§ **TEKS BACAAN**:
════

ECONOMIC BASED TOURISM, KEGAGAPAN MENDEFINISIKAN ATAU MELAKSANAKAN?

Pariwisata ()


JURNAL PARIWISATA

 

ECONOMIC BASED TOURISM, KEGAGAPAN MENDEFINISIKAN ATAU MELAKSANAKAN?

H. Novrial, SE, MA, Ak, Sekdis Budpar Prov. Sumatera Barat

By : Nofiardi Syam

Saya sedikit skeptis saat pengumuman re-shuffle kabinet SBY lalu, pertama saat perobahan nama Departemen menjadi Kementerian yang bagi saya yang tidak punya background linguistik tidak menjadi sesuatu yang sangat dibutuhkan, sekurangnya untuk saat ini. Kedua, saya terperangah saat mendengar nama Kementerian Pariwisata dan Ekonomi Kreatif sebagai transformasi baru setelah substansi Kebudayaan kembali ke induknya Kementerian Pendidikan Nasional, dimana saya su’udzon dengan berfikir bahwa ini hanya sekedar balancing bobot substansi saja atau karena Menteri yang ditunjuk kebetulan adalah seorang Ekonom?

Sampai saat inipun saya masih belum bisa mendeskripsikan dengan tepat apa yang dimaksud dengan Ekonomi Kreatif, saat, jangankan Sumatera Barat, Indonesia pun belum dapat dikategorikan sebagai Negara yang memahami dan mengembangkan Ekonomi Kreatif yang saya hipotesakan sebagai produk ketiga setelah, barang, jasa. Produk kreatif biasanya diasosiasikan dengan jamahan informasi tekhnologi dalam proses pembuatannya. Saya langsung membandingkannya dengan City-State Singapura, yang dapat mengorganisir pelaku ekonominya sebagai “paperless marketing office”, dengan memanfaatkan unit produksi entah di Negara mana, spare-part nya entah dipasok dari mana, packingnya entah dimana, shipment/ trans-shipment entah dimana/ kemana dan terakhir buyer/ konsumennya entah siapa. Kalau benar komparasi saya tersebuta harus, saya pasti lemas dan mumet memikirkan kenapa Pariwisata harus di-blend dengan Ekonomi Kreatif.

════

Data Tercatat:

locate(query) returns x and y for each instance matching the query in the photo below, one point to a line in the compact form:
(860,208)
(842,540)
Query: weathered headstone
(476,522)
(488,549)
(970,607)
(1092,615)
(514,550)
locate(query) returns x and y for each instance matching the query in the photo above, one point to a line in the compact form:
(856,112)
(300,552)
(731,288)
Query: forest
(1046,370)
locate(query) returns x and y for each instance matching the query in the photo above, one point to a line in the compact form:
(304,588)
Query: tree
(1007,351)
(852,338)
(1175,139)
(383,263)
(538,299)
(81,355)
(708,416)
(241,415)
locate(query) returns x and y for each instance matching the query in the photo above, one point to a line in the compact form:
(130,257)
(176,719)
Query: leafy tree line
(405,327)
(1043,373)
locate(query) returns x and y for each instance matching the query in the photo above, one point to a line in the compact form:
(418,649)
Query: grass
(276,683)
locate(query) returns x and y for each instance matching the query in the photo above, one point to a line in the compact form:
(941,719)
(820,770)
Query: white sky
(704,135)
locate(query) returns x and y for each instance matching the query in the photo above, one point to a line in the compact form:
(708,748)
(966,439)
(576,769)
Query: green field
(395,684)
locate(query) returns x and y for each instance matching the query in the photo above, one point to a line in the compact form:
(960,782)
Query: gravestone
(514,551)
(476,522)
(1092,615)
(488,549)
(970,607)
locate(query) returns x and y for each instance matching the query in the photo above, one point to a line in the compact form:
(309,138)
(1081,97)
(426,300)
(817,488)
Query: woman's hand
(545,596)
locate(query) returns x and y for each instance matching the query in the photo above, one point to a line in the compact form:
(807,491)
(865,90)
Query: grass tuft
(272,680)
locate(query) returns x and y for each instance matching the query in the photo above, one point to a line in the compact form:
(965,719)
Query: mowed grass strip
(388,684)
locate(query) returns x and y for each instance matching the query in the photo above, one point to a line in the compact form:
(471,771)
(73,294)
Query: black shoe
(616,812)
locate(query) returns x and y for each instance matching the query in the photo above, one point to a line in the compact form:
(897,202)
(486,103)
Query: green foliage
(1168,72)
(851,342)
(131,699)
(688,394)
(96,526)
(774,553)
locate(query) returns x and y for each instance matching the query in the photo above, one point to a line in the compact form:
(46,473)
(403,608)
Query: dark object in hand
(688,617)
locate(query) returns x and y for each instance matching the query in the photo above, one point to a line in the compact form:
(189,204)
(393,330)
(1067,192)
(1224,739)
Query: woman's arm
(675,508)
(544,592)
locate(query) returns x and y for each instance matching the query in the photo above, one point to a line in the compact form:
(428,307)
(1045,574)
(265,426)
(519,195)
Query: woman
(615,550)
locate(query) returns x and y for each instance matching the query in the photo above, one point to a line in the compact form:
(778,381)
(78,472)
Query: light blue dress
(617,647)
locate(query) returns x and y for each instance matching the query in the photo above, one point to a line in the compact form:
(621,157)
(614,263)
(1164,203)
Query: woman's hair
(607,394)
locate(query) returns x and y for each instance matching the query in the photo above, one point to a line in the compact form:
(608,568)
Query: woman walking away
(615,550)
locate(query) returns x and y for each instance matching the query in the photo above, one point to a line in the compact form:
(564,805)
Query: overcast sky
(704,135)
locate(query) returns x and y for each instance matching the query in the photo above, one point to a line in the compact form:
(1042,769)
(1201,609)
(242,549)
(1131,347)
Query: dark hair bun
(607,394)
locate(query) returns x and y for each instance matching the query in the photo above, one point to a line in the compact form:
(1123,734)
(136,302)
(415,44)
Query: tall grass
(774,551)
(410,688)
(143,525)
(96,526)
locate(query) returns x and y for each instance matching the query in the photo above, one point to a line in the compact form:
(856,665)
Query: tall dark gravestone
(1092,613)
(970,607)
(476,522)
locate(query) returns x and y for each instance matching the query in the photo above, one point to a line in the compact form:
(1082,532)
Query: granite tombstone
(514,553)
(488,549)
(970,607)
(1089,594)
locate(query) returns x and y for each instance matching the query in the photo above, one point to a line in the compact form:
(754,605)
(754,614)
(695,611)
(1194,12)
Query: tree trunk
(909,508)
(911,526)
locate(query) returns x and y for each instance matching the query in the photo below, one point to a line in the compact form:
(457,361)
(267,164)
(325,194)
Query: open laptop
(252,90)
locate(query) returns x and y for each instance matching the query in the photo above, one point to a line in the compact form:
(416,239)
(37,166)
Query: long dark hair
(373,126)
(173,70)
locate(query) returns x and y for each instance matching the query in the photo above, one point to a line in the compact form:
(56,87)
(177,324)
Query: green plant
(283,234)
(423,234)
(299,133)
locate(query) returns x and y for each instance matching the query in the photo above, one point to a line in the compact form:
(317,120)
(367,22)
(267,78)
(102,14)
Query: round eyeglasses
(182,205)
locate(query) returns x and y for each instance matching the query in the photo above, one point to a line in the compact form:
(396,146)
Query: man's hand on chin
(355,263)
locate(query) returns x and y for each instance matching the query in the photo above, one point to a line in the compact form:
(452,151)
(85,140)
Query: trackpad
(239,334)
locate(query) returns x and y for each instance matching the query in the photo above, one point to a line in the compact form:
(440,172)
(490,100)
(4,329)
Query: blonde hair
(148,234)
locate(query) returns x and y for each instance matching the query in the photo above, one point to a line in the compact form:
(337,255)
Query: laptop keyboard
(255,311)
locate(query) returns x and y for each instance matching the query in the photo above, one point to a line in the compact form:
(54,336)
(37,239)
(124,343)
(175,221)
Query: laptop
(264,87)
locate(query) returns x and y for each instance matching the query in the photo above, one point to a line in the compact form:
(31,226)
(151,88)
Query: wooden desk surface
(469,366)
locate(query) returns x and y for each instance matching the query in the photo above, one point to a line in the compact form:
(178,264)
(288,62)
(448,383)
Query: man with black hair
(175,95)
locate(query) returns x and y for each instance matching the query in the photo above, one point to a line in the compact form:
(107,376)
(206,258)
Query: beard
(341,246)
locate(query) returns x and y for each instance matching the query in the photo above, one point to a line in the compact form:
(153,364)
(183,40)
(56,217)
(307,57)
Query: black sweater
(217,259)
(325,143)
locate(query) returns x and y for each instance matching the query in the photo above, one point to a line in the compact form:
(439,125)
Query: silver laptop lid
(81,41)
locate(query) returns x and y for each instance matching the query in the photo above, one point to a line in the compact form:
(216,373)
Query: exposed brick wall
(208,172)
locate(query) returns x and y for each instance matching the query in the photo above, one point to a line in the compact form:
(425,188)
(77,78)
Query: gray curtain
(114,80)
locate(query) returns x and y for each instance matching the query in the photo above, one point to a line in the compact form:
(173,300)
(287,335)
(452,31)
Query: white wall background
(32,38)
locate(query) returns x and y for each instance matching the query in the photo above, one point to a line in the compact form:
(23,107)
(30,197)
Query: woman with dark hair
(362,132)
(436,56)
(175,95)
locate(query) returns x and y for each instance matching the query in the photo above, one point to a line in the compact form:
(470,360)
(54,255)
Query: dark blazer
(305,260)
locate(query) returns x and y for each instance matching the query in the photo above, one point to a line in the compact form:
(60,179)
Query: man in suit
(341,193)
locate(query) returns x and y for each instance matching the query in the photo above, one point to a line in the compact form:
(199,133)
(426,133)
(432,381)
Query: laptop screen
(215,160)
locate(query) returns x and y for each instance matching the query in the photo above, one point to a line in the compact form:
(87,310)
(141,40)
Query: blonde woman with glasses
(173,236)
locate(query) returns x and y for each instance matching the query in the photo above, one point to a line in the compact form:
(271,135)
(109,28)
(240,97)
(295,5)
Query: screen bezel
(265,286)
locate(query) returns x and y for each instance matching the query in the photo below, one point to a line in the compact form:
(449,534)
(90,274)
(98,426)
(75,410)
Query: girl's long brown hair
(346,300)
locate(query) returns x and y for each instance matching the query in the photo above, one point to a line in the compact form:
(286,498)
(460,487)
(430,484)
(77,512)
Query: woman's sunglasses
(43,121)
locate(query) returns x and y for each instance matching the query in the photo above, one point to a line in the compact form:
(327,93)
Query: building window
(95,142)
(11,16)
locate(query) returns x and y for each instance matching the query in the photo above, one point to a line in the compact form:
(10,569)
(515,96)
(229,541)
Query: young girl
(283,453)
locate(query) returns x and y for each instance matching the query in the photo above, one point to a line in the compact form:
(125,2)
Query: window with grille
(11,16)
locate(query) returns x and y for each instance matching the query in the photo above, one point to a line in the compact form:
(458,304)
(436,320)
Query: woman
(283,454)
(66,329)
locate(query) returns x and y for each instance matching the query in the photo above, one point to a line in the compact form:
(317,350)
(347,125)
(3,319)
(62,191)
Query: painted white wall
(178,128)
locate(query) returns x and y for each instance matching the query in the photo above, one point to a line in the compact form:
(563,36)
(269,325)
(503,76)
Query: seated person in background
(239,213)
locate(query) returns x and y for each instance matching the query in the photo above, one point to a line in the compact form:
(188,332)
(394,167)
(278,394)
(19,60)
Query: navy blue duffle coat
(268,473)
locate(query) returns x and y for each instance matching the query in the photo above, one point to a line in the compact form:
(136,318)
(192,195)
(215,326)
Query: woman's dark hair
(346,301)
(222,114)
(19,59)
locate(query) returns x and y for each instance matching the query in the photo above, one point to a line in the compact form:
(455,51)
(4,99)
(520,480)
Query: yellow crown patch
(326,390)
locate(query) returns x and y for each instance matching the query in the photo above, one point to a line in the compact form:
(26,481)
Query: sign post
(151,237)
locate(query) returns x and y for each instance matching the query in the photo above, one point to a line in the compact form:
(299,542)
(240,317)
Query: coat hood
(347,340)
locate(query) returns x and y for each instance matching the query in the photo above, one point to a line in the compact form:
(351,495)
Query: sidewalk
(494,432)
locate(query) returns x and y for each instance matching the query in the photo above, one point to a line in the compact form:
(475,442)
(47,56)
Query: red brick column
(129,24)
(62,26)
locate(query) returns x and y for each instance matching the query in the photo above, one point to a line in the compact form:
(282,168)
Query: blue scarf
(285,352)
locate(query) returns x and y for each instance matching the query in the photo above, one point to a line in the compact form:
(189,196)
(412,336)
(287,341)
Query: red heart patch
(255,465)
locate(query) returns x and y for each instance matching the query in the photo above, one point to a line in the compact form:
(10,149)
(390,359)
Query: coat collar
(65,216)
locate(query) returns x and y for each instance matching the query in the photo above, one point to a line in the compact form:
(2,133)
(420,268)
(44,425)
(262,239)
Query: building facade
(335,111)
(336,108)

════

§ **TUGAS**: Dalam teks tentang pariwisata dan ekonomi kreatif, penulis menggambarkan pelaku ekonomi Singapura sebagai "paperless marketing office". Hal apa saja yang disertai kata "entah" dalam gambaran itu?

§ **JAWABAN LENGKAP**:
- Unit produksi (entah di negara mana)
- Spare-part (entah dipasok dari mana)
- Packing (entah di mana)
- Shipment/trans-shipment (entah di mana/ke mana)
- Buyer/konsumen (entah siapa)